begin Data
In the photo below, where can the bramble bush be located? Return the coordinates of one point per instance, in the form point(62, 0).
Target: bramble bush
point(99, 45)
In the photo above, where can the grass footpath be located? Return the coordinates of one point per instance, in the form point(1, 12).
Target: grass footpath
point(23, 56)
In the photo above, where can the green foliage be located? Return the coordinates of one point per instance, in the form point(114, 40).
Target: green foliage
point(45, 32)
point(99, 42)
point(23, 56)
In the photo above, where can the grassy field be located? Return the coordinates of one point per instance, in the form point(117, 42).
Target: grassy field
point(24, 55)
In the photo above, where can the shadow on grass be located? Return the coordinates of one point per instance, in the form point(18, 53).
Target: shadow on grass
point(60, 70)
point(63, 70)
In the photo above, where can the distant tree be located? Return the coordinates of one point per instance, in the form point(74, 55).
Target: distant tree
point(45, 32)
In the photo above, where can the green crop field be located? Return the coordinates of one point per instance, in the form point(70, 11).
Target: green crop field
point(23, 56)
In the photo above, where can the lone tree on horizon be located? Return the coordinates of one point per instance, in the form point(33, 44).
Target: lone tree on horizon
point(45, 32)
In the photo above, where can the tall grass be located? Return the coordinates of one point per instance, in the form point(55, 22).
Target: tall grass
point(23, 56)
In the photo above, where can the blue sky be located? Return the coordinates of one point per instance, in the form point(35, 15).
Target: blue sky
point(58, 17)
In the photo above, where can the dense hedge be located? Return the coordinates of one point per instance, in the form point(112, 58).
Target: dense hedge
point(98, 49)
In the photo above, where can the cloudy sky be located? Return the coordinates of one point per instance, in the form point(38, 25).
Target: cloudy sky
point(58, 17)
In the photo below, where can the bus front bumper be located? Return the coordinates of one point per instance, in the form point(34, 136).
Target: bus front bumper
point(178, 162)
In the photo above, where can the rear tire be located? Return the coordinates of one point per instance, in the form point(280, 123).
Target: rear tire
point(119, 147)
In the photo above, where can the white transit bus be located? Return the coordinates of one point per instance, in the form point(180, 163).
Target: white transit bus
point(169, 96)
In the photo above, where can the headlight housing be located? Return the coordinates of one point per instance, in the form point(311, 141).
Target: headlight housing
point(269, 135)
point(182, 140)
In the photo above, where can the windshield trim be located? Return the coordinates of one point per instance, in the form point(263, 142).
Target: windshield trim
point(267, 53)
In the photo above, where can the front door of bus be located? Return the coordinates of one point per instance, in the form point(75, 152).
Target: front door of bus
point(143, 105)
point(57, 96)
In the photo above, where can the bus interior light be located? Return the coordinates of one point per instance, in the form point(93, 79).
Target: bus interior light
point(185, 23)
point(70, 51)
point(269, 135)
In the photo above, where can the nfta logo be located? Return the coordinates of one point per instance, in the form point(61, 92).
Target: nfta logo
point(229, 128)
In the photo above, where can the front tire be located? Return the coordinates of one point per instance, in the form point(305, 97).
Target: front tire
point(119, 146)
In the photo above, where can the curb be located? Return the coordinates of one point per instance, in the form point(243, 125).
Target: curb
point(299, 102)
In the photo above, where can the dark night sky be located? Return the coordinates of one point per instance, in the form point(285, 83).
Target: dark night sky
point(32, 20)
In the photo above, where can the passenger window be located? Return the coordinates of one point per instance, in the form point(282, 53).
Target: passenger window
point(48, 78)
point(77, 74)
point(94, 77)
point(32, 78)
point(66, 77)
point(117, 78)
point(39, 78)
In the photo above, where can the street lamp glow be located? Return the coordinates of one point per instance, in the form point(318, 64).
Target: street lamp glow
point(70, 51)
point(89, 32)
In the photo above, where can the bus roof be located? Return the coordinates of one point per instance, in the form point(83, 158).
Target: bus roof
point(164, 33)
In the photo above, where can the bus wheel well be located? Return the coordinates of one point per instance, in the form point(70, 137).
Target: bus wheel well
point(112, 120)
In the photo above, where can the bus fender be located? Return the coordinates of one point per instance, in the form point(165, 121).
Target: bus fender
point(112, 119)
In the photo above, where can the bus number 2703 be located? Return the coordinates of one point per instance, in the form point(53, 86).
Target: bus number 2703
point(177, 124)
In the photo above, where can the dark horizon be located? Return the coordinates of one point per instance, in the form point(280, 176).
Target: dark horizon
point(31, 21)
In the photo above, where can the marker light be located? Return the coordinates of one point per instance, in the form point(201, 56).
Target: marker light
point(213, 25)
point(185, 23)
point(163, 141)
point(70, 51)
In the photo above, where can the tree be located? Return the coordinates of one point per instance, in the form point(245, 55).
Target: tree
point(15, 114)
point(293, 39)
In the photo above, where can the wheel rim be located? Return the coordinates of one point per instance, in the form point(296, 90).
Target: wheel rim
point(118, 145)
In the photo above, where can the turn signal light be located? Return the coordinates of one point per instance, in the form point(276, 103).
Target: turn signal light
end Data
### Task description
Reproduce every line of the material from the line that contains "In the photo above, where can the cloudy" through the line that contains "point(119, 147)", keeping each line in full. Shift each point that stands alone on its line by adding -92 to both of its coordinates, and leave all other numbers unchanged.

### Response
In the photo above, where can the cloudy sky be located? Return the coordinates of one point per instance, in the form point(38, 25).
Target: cloudy sky
point(-34, -75)
In the photo below, where can the bus front bumper be located? Return the coordinates of one point per instance, in the form point(34, 136).
Target: bus front bumper
point(86, 70)
In the photo above, where can the rear tire be located? Return the coordinates of one point per instance, in the form point(280, 123).
Target: rear tire
point(27, 55)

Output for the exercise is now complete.